What is needed here is a faithful repeat of every entry, with no character changed.

> _Source information_
# # #
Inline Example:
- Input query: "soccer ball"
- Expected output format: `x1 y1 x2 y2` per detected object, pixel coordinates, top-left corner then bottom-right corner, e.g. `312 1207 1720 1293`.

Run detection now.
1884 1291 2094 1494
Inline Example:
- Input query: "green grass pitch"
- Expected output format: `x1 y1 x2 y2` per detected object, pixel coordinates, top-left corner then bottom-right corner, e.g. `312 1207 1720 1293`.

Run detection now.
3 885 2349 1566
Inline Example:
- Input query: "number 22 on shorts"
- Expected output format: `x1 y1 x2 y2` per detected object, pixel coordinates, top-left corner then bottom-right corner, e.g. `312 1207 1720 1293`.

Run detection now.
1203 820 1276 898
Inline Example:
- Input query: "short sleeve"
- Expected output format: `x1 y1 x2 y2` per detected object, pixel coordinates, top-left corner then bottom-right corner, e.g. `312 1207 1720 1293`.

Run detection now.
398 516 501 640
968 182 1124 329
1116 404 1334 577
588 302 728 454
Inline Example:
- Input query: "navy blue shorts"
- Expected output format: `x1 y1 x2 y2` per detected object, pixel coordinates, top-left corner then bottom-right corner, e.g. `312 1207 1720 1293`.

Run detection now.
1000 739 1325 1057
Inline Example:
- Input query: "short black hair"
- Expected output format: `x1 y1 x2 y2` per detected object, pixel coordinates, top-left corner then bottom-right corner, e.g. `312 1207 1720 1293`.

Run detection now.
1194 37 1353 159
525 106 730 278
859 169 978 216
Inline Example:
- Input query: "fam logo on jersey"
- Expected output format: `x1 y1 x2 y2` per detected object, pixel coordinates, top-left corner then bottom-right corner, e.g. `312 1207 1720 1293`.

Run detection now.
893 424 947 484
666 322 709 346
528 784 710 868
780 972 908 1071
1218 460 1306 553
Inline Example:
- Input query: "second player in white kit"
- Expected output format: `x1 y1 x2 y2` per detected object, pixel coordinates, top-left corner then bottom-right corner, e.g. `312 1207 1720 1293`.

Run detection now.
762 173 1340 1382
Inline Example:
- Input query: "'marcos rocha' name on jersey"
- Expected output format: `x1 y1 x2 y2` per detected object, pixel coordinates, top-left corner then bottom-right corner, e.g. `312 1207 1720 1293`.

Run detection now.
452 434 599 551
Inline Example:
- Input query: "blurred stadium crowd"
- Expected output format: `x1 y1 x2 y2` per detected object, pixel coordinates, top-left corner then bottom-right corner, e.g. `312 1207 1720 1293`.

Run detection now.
# # #
> _Your response_
Inline Example:
- Input query: "soccer ball"
- Expected output format: `x1 y1 x2 y2` per detected object, pixel coordinates, top-left corner then bottom-right corner, e.g. `312 1207 1720 1293`.

Run detection now.
1884 1291 2094 1494
Inline Example:
- Input query: "green grass pitch"
- Expected output format: `x1 y1 x2 y2` per detected object, pixel coordinates, top-left corner then bottom-right corner, e.g. `312 1207 1720 1293`.

Run detection now.
3 885 2349 1566
Inline Example:
- Input query: "number 22 on shorts"
- Expected output format: `x1 y1 x2 y2` per detected object, pixel coordinates, top-left corner then bottom-right corner, e.g. `312 1207 1720 1293`.

Run detection now.
1203 820 1276 898
Inline Example:
- Input query: "short sleeve"
- Expected output format: `x1 y1 x2 y2` per detected object, pixel coordinates, top-left corner then bottom-right corner, e.g. `312 1207 1720 1293`.

Run detection now.
398 516 501 640
968 182 1124 329
1116 404 1334 577
588 302 728 454
Inline Example:
- Input query: "navy blue shorts"
- Expected output format: `x1 y1 x2 y2` per detected object, pixel coordinates, top-left corner then bottom-right corner, e.g. `312 1207 1720 1293`.

Run detection now.
1000 739 1325 1057
Inline Example:
- Input query: "short black hair"
- Expected output format: `x1 y1 x2 y2` per detected object, pixel coordinates, top-left corner then bottom-right corner, e.g. `312 1207 1720 1293`.

Run detection now.
1194 37 1353 159
525 106 730 278
859 169 978 216
Inline Example:
- Input query: "fam logo on jersey"
- Expected output format: `x1 y1 x2 y2` per detected object, pixel coordinates, top-left corner then bottom-right corner, e.g. `312 1207 1720 1293`.

Run detection now.
893 424 947 484
666 322 709 346
528 784 710 868
780 972 908 1071
1218 460 1306 553
Inline Example:
- Input query: "second player in white kit"
- Expected output format: `x1 y1 x2 y2` per detected object, pixel coordinates, top-left corner then bottom-right corner, e.g. `312 1207 1720 1293`.

Run detection now.
762 173 1340 1382
Inline Example:
- Input query: "'marcos rocha' name on jersey"
- Expected output format: `x1 y1 x2 y2` per detected object, pixel coordinates, top-left corner then bottom-right corner, e.g. `312 1207 1720 1293`.

Run detection now.
452 434 599 551
Inline Example:
- Input query: "blurred stadium crowd"
- Expected output format: `x1 y1 x2 y2` per detected object, pixel coordinates, top-left corner then bottom-right corner, e.g. `312 1207 1720 1293`.

Run detection now.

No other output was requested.